Your tasks:
**a.** In the loxodrome text, what do the two loxodromes turn into when the angle is 90°?
**b.** List every mathematical function used in the equations for x, y and z in the loxodrome text.
**c.** Pick up the loxodrome text after its last sentence and write the next part.

For a unit sphere, the loxodrome that cuts the meridians at an angle $\varphi\in\left(0,90^\circ\right]$ is given by

$$\begin{align*}x&=\mathrm{sech}(t\cot\;\varphi)\cos\;t\\y&=\mathrm{sech}(t\cot\;\varphi)\sin\;t\\z&=\tanh(t\cot\;\varphi)\end{align*}$$

While playing around with loxodromes, I noted that for certain values of $\varphi$, one can orient two identical loxodromes such that they do not intersect (that is, one can position two ships such that if both take similar loxodromic paths, they can never collide). Here for instance are two loxodromes whose constant angle $\varphi$ is 60°, oriented such that they do not cross each other:

noncrossing 60° loxodromes

On the other hand, for the (extreme!) case of $\varphi=90^{\circ}$, the two loxodromes degenerate to great circles, and it is well known that two great circles must always intersect (at two antipodal points).

Less extreme, but seemingly difficult, would be the problem of positioning two 80° loxodromes such that they do not intersect:

two 80° loxodromes

This brings me to my first question:

1) For what values of $\varphi$ does it become impossible to orient two loxodromes such that they do not cross each other?

Dataset rows:
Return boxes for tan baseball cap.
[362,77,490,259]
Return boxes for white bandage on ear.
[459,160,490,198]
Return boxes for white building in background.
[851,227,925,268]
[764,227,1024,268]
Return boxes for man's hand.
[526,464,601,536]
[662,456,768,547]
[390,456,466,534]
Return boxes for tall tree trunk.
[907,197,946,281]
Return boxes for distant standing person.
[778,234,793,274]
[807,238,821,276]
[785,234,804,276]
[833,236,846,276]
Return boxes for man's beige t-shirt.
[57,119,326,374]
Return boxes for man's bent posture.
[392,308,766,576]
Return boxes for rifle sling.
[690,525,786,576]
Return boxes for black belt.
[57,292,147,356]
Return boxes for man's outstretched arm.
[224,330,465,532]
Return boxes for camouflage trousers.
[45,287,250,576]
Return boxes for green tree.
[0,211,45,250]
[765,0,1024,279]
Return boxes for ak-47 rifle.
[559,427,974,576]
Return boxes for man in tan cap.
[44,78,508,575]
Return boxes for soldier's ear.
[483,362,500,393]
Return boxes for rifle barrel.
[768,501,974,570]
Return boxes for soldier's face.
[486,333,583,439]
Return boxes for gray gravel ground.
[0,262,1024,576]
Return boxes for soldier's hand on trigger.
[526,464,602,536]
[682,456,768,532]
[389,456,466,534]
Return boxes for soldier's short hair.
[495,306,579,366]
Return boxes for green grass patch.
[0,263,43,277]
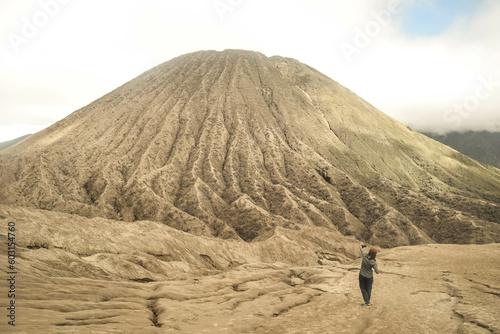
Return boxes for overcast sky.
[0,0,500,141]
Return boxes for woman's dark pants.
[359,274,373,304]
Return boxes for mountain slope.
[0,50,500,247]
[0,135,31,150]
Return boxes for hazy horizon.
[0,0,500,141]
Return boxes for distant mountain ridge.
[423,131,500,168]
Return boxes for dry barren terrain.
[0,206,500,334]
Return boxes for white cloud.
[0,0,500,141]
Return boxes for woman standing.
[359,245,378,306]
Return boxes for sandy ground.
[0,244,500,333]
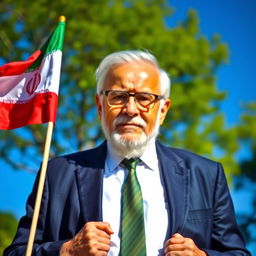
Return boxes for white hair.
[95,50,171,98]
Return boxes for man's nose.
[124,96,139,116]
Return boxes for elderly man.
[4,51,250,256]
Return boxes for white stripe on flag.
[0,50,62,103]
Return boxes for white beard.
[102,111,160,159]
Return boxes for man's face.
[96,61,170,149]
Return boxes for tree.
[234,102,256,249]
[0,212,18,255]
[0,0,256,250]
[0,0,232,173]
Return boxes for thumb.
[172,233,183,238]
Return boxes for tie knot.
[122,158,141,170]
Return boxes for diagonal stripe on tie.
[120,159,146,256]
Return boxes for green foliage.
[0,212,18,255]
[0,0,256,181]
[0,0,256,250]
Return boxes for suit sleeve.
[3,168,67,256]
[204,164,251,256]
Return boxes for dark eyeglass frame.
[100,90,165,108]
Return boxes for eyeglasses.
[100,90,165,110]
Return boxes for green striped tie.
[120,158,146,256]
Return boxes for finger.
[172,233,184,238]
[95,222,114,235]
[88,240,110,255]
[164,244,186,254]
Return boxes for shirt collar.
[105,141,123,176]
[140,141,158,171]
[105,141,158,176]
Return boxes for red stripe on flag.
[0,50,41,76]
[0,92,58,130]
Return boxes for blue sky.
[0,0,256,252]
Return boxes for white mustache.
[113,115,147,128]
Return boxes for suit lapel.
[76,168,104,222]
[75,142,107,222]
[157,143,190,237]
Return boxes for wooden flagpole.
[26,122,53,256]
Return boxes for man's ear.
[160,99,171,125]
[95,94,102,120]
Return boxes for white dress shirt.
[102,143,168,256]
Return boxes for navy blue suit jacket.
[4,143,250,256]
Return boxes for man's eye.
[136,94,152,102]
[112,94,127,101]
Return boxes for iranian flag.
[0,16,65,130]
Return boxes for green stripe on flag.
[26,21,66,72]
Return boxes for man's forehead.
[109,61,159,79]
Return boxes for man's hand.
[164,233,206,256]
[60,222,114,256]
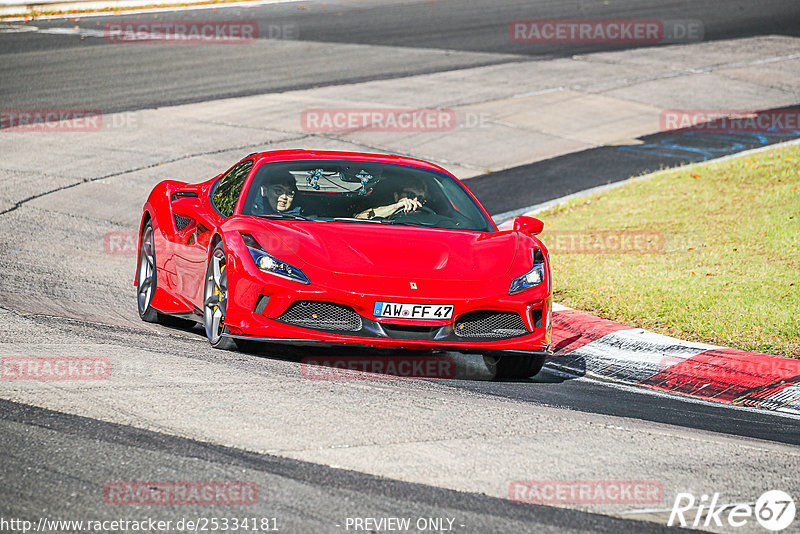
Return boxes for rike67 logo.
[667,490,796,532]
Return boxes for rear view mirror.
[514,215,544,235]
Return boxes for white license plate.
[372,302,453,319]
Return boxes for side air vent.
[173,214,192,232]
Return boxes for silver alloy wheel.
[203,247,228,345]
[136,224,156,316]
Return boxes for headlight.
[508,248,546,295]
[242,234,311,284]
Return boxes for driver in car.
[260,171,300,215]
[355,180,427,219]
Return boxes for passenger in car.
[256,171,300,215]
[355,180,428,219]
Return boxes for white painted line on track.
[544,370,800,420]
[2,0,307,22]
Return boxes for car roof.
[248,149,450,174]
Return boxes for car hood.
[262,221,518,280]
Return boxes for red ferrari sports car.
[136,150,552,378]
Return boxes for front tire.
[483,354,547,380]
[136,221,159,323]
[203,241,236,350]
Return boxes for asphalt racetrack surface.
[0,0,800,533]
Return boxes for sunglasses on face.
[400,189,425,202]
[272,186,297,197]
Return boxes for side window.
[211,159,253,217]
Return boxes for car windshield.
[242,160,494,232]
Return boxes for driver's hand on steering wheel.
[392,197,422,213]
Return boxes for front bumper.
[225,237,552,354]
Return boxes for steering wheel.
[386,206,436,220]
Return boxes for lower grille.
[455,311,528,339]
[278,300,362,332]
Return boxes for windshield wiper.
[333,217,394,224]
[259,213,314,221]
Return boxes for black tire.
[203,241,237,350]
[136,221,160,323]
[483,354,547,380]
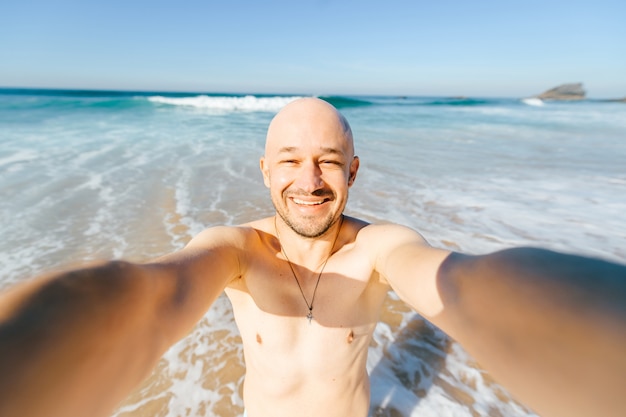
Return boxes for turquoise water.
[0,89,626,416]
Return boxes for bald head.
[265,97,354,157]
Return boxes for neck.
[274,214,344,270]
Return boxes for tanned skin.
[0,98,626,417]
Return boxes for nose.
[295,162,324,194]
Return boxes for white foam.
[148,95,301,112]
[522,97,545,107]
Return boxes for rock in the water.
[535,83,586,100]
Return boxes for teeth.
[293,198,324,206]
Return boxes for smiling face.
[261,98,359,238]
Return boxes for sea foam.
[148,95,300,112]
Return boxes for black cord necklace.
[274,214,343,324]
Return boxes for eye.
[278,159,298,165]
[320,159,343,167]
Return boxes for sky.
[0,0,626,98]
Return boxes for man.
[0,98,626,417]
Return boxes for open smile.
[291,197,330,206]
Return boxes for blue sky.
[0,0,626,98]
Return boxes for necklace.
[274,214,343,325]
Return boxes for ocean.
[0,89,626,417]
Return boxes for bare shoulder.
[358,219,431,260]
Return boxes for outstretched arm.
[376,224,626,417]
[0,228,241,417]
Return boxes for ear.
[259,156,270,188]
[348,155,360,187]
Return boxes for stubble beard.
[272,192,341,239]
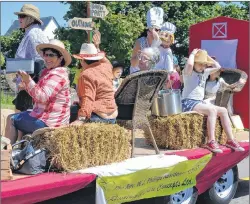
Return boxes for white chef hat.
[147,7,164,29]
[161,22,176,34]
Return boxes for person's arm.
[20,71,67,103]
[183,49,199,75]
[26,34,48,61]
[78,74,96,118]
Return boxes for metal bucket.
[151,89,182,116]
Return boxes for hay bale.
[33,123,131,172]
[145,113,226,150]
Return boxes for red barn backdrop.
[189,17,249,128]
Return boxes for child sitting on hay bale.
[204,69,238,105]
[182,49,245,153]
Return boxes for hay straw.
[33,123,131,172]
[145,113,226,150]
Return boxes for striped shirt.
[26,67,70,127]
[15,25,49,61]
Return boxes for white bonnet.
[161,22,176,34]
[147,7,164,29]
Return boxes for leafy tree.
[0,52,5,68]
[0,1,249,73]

Answers to each task:
**a.** Great circles.

**b.** sech, cos, sin, tanh, cot

**c.**
For simplicity, one can of course fix one of the two loxodromes to go from the North Pole to the South Pole, and try to orient the other loxodrome so that it does not cross the fixed loxodrome.


That's the simpler version of my actual problem. Some experimentation seems to indicate that it is not possible to orient three loxodromes such that they do not cross each other. So...

2) Is it true that for all (admissible) values of $\varphi$, one cannot position three loxodromes such that none of them cross each other?

I've tried a bit of searching around to see if the problem has been previously considered, but I have not had any luck. Any pointers to the literature will be appreciated.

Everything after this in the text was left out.